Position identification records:
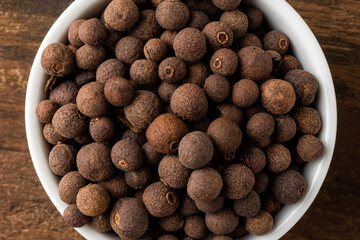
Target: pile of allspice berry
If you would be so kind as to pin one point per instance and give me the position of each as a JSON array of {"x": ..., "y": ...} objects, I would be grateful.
[{"x": 178, "y": 120}]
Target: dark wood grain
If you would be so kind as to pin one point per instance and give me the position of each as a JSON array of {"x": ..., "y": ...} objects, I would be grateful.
[{"x": 27, "y": 213}]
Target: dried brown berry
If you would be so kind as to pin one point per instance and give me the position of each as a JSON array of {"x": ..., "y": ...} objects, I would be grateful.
[
  {"x": 136, "y": 222},
  {"x": 57, "y": 60},
  {"x": 165, "y": 132},
  {"x": 160, "y": 200},
  {"x": 94, "y": 162},
  {"x": 277, "y": 96},
  {"x": 126, "y": 155},
  {"x": 172, "y": 14},
  {"x": 204, "y": 184},
  {"x": 121, "y": 15},
  {"x": 189, "y": 102},
  {"x": 92, "y": 200}
]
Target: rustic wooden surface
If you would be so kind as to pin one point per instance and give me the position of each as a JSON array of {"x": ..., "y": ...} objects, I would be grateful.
[{"x": 27, "y": 213}]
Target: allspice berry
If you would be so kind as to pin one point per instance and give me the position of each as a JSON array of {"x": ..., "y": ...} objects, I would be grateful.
[
  {"x": 126, "y": 155},
  {"x": 129, "y": 218},
  {"x": 165, "y": 132},
  {"x": 204, "y": 184},
  {"x": 245, "y": 93},
  {"x": 255, "y": 63},
  {"x": 172, "y": 173},
  {"x": 160, "y": 200},
  {"x": 57, "y": 60},
  {"x": 238, "y": 181},
  {"x": 222, "y": 222},
  {"x": 121, "y": 15},
  {"x": 92, "y": 200},
  {"x": 172, "y": 14},
  {"x": 288, "y": 187},
  {"x": 277, "y": 96},
  {"x": 189, "y": 102},
  {"x": 190, "y": 45},
  {"x": 309, "y": 148},
  {"x": 224, "y": 62},
  {"x": 195, "y": 150},
  {"x": 94, "y": 162}
]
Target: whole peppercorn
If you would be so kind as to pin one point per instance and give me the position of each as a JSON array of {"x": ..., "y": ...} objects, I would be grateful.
[
  {"x": 62, "y": 159},
  {"x": 109, "y": 69},
  {"x": 57, "y": 60},
  {"x": 121, "y": 15},
  {"x": 172, "y": 223},
  {"x": 73, "y": 33},
  {"x": 91, "y": 100},
  {"x": 204, "y": 184},
  {"x": 245, "y": 93},
  {"x": 94, "y": 162},
  {"x": 187, "y": 206},
  {"x": 160, "y": 200},
  {"x": 74, "y": 217},
  {"x": 172, "y": 14},
  {"x": 64, "y": 93},
  {"x": 285, "y": 128},
  {"x": 92, "y": 32},
  {"x": 217, "y": 88},
  {"x": 136, "y": 222},
  {"x": 139, "y": 178},
  {"x": 253, "y": 158},
  {"x": 118, "y": 91},
  {"x": 172, "y": 70},
  {"x": 229, "y": 110},
  {"x": 197, "y": 73},
  {"x": 195, "y": 226},
  {"x": 190, "y": 45},
  {"x": 172, "y": 173},
  {"x": 165, "y": 132},
  {"x": 255, "y": 63},
  {"x": 189, "y": 102},
  {"x": 126, "y": 155},
  {"x": 195, "y": 150},
  {"x": 146, "y": 27},
  {"x": 144, "y": 72},
  {"x": 218, "y": 35},
  {"x": 51, "y": 135},
  {"x": 305, "y": 85},
  {"x": 226, "y": 136},
  {"x": 222, "y": 222},
  {"x": 129, "y": 49},
  {"x": 247, "y": 206},
  {"x": 70, "y": 185},
  {"x": 224, "y": 62},
  {"x": 101, "y": 223},
  {"x": 155, "y": 50},
  {"x": 288, "y": 187},
  {"x": 278, "y": 157},
  {"x": 309, "y": 148},
  {"x": 92, "y": 200},
  {"x": 237, "y": 21},
  {"x": 90, "y": 57},
  {"x": 277, "y": 41},
  {"x": 259, "y": 224},
  {"x": 116, "y": 186},
  {"x": 198, "y": 20},
  {"x": 212, "y": 206},
  {"x": 277, "y": 96},
  {"x": 46, "y": 110},
  {"x": 143, "y": 109}
]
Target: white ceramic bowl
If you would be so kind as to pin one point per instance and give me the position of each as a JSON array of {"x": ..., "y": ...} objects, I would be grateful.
[{"x": 305, "y": 47}]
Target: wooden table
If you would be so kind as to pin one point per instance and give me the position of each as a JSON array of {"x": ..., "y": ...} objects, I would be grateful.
[{"x": 27, "y": 213}]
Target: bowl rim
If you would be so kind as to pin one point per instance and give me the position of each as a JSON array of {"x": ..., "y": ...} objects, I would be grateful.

_Goal_
Convert the records, starting at the line that contains "Target: wooden table" and ending at the end of the records, into a JSON list of strings with one string per line and blank lines left out.

_Response_
[
  "Target: wooden table",
  "If you would be so kind as to pin one point per instance and give me the position of each as a JSON array of {\"x\": ..., \"y\": ...} objects, I would be grateful.",
  "[{\"x\": 27, \"y\": 213}]",
  "Target: bowl rim",
  "If you would be so kind as to pin one point per instance and give me the position of each as a JSON array of {\"x\": ..., \"y\": ...} objects, I would be grateful."
]